[Entries for pointing and labeling]
* BEGIN *

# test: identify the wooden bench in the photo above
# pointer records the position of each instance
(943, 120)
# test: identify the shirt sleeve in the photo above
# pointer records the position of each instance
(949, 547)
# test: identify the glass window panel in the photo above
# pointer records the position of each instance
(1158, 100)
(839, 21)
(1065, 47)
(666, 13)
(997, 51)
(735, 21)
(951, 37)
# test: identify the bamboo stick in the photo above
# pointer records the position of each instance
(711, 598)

* END *

_Do this:_ Copy every line of the data above character for character, with nothing changed or left out.

_Solution to this problem:_
# test: identify the wooden bench in the photo above
# pointer records the position of each instance
(943, 120)
# test: identify the shirt sleeve in the photo above
# pointer records the position of each instance
(949, 547)
# test: identify the glass window panel in the photo above
# pointer records the position of each instance
(1158, 100)
(839, 21)
(1065, 47)
(666, 13)
(997, 51)
(735, 21)
(951, 37)
# test: identify the bamboo stick in the photo above
# pointer records the position of each instance
(711, 598)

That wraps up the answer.